| Document segment |
= = = = =

A week later I was in a neurologist’s office explaining my symptoms and he immediately suggested a brain scan. The brain scan revealed a benign parietal meningioma the size of a small “grapefruit”. My eventual surgeon was a former patient of mine and when he looked at my scan, he laughed! “You did three root canals on me with that in your head!” was his reaction.
So let’s fast forward again, after a year of rehabilitation to gain back most of the motor loss I suffered on my dominant side, I had to contemplate the rest of my life. Private practice was not in the cards because my fine motor loss would not allow me to manipulate an endodontic file, and this was years before rotary instrumentation. I could compensate for 90% of the loss with my alternate hand but my speed and agility suffered. The blessing in this curse was that I had bought, early and often in my career, increasing amounts of disability insurance that covered me for anything else I chose to do with my life except the clinical practice of endodontics. I chose teaching because I could still do endodontics albeit much more slowly which was perfectly normal in the eyes of a novice dental student.
You have hopefully noticed in this rant, that I have not once thought about getting my cases organized and catalogued with all this rehabilitation time on my hands and no worries about income….big mistake.
Well, after teaching part time at the dental school for so many prior years, I was asked to apply for the Department Chair and was accepted in June of 1990. My twins were born six months later. Now my reality was two newborns and a contract that defined tenure and promotion as an “up or out” proposition if not attained in seven years. Again, guess what got put on hold.

= = = = =

[Collected data]
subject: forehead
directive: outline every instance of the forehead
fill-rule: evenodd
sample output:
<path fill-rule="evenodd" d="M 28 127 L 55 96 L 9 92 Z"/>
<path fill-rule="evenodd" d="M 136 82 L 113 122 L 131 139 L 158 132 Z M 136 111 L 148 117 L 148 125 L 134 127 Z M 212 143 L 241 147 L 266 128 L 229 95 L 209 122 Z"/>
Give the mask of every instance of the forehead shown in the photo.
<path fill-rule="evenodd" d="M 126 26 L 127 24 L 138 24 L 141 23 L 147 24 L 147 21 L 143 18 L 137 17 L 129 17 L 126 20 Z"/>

= = = = =

| What to produce |
Extend the personal account of the brain tumor and the move into dental teaching, picking up after its final sentence. The entries come from a different source than the text.

| Answer to the exercise |
I am not telling you this story to make any excuses for not having attained Diplomate status in my career. As I stated earlier, there are no excuses. And for every single one of us….LIFE ALWAYS INTERVENES. But the theme of this President’s message is to communicate something important to our young readership and I could think of nothing more important than allowing you to understand that we all share lives that can get very complicated or even put at risk on occasion. Our own balance in life is always a pursuit of aligning all the various dimensions of one’s own life. Nothing has put us more at risk than this pandemic we are all experiencing now and that will hang over us for the foreseeable future. It is really important to focus on your priorities and while family and security are primary considerations, so is career and demonstrating that you are committed to the highest aspirations within your calling. For those of you reading this message who have attained Diplomate status…I applaud you. For those of you who are still without, I encourage you. We belong to our own special mastery of knowledge and science, and if you choose to demonstrate that mastery to your peers, you will never regret it.
So if truly, our life experience is the best teacher, I feel a responsibility to share mine with you. I am truly blessed by choosing endodontics as my life’s work and career. Not attaining diplomate status, is a hard-learned lesson.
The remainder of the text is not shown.